▶ Aim of the exercise:
Reproduce the items beginning with the line containing "Accessibility service: describe the location of green corrugated" and ending with the last item, shifting every pixel coordinate in the bounding-box answers up by 71.
+---+
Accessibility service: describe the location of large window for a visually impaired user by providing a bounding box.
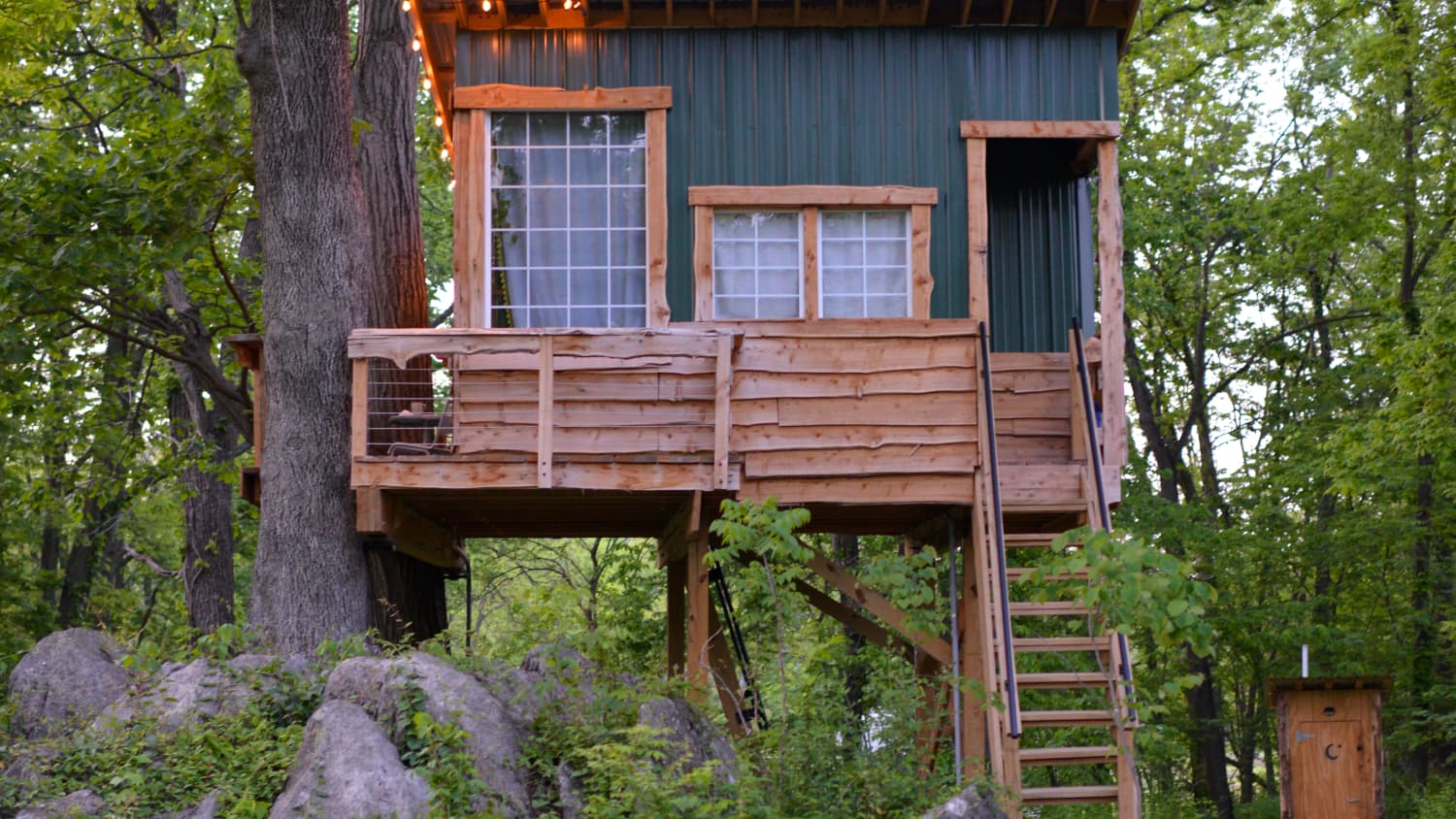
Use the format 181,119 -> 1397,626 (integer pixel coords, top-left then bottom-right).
689,186 -> 937,320
488,112 -> 646,327
447,84 -> 673,327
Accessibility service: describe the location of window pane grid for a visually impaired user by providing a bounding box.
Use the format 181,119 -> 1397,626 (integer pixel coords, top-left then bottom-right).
820,211 -> 910,318
488,112 -> 646,327
713,211 -> 804,318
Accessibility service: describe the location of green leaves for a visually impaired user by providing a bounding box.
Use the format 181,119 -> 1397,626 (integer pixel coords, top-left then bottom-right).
708,498 -> 814,563
1022,527 -> 1217,656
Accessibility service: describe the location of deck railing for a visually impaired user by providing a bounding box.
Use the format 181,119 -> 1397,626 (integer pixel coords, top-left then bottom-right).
349,330 -> 737,490
341,318 -> 1112,504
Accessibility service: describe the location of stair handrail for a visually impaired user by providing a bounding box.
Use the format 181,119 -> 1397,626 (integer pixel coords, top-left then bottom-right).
1072,318 -> 1133,702
980,321 -> 1021,739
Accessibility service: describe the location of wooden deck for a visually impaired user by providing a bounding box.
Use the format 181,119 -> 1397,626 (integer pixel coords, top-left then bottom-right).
349,318 -> 1118,555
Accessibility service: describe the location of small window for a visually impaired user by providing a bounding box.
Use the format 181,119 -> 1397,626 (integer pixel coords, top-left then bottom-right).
713,211 -> 804,318
820,210 -> 910,318
687,184 -> 937,321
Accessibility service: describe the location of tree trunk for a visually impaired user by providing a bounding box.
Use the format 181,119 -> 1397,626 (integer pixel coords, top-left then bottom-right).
236,0 -> 370,652
369,544 -> 448,644
1184,647 -> 1234,819
168,377 -> 238,635
41,438 -> 66,606
354,0 -> 447,643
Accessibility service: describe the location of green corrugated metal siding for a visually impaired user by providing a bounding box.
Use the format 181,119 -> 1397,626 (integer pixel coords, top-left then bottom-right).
456,27 -> 1117,349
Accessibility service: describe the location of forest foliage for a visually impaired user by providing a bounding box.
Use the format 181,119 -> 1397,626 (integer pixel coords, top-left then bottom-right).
0,0 -> 1456,818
+---+
▶ Worked solution:
Accessibility service: describe the location of green corrugated metal siding for a visually impaired user by providing a bounding box.
Use the format 181,119 -> 1397,626 (integer pixel coords, top-left then bottom-right).
527,98 -> 1188,420
Accessibility service: describe the location of forest foliage for a visually impaired user by providing a bounding box.
Use the format 181,119 -> 1397,626 (integer pixel coords, top-left then bottom-right).
71,71 -> 1527,889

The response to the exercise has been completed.